-------- SOURCE MATERIAL

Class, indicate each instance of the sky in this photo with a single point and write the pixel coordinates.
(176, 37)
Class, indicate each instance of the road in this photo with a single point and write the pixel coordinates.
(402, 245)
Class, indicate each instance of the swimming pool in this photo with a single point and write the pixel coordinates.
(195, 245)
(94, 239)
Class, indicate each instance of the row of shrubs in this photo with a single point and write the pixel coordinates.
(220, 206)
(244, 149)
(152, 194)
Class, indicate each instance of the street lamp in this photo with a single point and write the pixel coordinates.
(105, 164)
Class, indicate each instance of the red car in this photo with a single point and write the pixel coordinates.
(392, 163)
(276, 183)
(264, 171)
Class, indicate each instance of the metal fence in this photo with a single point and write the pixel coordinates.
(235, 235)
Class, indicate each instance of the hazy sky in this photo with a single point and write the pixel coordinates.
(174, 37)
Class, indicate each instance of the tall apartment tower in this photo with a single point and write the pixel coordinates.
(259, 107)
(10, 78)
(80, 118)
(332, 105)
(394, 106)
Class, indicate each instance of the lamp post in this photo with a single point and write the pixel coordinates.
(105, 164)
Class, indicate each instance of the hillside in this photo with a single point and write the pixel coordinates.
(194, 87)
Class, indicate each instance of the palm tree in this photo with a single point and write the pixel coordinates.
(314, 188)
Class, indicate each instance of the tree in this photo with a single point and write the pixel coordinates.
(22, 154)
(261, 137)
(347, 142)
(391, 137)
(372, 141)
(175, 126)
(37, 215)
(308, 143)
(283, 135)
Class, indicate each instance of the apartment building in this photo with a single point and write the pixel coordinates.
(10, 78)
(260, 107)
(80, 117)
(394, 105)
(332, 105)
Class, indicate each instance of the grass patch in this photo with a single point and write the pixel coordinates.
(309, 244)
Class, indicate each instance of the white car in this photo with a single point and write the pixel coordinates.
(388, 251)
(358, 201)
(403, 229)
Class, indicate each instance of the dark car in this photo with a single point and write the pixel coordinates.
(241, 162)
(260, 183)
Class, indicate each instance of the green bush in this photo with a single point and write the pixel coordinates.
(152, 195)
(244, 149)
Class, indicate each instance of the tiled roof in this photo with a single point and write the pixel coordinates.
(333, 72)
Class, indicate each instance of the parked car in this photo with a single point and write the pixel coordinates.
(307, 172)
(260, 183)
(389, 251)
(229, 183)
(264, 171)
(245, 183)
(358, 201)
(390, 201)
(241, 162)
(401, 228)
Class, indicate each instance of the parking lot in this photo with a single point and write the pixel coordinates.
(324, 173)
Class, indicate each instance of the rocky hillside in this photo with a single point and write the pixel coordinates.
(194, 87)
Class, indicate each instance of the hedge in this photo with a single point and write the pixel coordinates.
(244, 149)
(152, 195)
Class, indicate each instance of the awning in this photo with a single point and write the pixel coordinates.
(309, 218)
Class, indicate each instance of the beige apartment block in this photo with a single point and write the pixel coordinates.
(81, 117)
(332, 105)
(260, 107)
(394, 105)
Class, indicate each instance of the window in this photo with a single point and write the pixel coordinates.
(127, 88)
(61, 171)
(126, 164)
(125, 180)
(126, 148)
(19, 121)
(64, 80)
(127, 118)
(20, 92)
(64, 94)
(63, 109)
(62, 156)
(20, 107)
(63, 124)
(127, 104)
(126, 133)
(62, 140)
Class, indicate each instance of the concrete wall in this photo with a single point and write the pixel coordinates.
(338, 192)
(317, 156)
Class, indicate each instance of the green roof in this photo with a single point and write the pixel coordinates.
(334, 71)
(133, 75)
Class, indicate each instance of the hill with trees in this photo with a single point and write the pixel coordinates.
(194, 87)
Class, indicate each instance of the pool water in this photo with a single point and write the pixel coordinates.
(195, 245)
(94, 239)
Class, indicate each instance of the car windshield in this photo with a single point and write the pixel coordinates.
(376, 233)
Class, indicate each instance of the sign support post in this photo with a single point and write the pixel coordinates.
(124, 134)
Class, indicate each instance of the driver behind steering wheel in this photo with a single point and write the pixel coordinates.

----------------

PROBLEM STATEMENT: From the line holding "Class, indicate each instance of the concrete" to the last line of the records, quote each line exactly and add nothing.

SOLUTION FOR THIS TASK:
Class, indicate each instance of the concrete wall in this photo with a single point and write the pixel coordinates.
(338, 192)
(317, 156)
Class, indicate each instance of the green roof in this photo with a single point and write the pixel coordinates.
(334, 71)
(133, 75)
Class, indicate each instance of the hill with trees in this photo with a single point and write the pixel coordinates.
(194, 87)
Class, indicate each instance of the pool water in this photo with a single point and write the pixel coordinates.
(195, 245)
(94, 239)
Class, indicate each instance of the car windshield in this photo with a single point and write the pixel coordinates.
(376, 233)
Class, indicate each instance of the sign support post in this photo with a single point and write the pixel coordinates.
(124, 134)
Class, indicate each instance of the driver behind steering wheel in this photo with a single point and write the pixel coordinates.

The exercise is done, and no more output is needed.